[Natural language region descriptions]

....

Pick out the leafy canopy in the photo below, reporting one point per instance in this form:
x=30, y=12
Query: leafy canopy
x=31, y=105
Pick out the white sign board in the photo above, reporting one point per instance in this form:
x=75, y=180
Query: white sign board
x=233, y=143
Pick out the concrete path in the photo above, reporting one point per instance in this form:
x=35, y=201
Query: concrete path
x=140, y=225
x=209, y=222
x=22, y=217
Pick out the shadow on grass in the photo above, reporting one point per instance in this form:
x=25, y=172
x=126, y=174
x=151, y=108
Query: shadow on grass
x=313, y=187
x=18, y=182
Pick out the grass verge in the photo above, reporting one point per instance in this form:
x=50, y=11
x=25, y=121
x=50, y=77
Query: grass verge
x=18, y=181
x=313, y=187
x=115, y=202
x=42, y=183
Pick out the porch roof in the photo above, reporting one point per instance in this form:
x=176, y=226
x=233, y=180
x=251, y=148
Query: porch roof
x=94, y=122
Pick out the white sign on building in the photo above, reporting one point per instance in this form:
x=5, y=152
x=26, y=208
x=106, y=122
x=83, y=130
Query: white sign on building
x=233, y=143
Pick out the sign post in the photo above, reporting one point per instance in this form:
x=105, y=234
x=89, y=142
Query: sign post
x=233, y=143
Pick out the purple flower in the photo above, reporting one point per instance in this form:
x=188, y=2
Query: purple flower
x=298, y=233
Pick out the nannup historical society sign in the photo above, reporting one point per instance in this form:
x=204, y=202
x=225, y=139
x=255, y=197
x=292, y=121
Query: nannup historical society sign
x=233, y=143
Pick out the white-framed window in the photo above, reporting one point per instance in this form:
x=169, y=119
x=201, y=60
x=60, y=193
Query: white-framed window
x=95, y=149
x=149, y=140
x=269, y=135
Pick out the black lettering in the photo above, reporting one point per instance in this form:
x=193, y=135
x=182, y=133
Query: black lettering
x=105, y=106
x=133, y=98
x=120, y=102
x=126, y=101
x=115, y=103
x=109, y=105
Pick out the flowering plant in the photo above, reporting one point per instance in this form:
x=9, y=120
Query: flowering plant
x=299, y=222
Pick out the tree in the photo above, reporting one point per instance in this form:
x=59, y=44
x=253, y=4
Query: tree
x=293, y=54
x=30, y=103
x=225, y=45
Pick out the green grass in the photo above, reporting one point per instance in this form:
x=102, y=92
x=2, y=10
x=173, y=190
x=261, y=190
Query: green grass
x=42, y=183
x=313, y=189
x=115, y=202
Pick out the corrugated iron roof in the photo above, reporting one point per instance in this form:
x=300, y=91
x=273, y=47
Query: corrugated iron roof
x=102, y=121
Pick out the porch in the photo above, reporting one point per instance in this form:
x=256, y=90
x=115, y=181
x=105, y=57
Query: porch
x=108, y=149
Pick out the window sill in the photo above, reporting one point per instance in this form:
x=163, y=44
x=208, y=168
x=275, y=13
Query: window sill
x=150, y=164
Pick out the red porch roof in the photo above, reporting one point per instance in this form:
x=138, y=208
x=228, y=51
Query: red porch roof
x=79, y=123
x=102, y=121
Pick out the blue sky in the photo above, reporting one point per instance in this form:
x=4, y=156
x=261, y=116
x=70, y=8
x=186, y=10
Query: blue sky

....

**PROBLEM TO SOLVE**
The response should be an exact copy of the lines from the one with "x=204, y=202" through the end of the data, with no other text.

**ANSWER TO THIS PROBLEM**
x=204, y=202
x=225, y=139
x=255, y=197
x=292, y=121
Query: nannup historical society sign
x=233, y=143
Pick out the white-framed window in the photo above, reporting one point per instance in this form:
x=169, y=119
x=201, y=60
x=60, y=193
Query: white-framed window
x=95, y=149
x=149, y=140
x=269, y=135
Pick out the black lettering in the photo above, reporting one point per instance in this form:
x=193, y=135
x=182, y=133
Query: black lettering
x=105, y=106
x=133, y=98
x=120, y=102
x=126, y=101
x=115, y=103
x=109, y=105
Pick out the flowering plant in the photo above, reporting one point per instance in this form:
x=9, y=120
Query: flowering plant
x=299, y=222
Pick out the tree in the photo above, reporting one point per instance in this form:
x=59, y=44
x=253, y=4
Query: tree
x=293, y=54
x=30, y=103
x=225, y=45
Pick out the green grass in the photo above, reporting one point per instance in this form:
x=102, y=92
x=2, y=10
x=173, y=190
x=261, y=190
Query: green grass
x=42, y=183
x=313, y=189
x=115, y=202
Pick out the corrugated iron roof in the photo above, reporting one point per instance in this form:
x=300, y=91
x=273, y=47
Query: corrugated iron roof
x=102, y=121
Pick out the porch in the photo above, reporting one point per instance in this form:
x=256, y=90
x=115, y=181
x=105, y=57
Query: porch
x=108, y=149
Pick out the window sill in the photo above, reporting one point per instance in this form:
x=163, y=44
x=208, y=168
x=275, y=13
Query: window sill
x=150, y=164
Pick out the red porch roof in the photo above, reporting one point per instance in this form:
x=138, y=208
x=228, y=51
Query: red porch roof
x=79, y=123
x=102, y=121
Pick out the blue sky in the photo above, reporting one point per instance in this form:
x=4, y=156
x=261, y=116
x=70, y=8
x=186, y=10
Query: blue sky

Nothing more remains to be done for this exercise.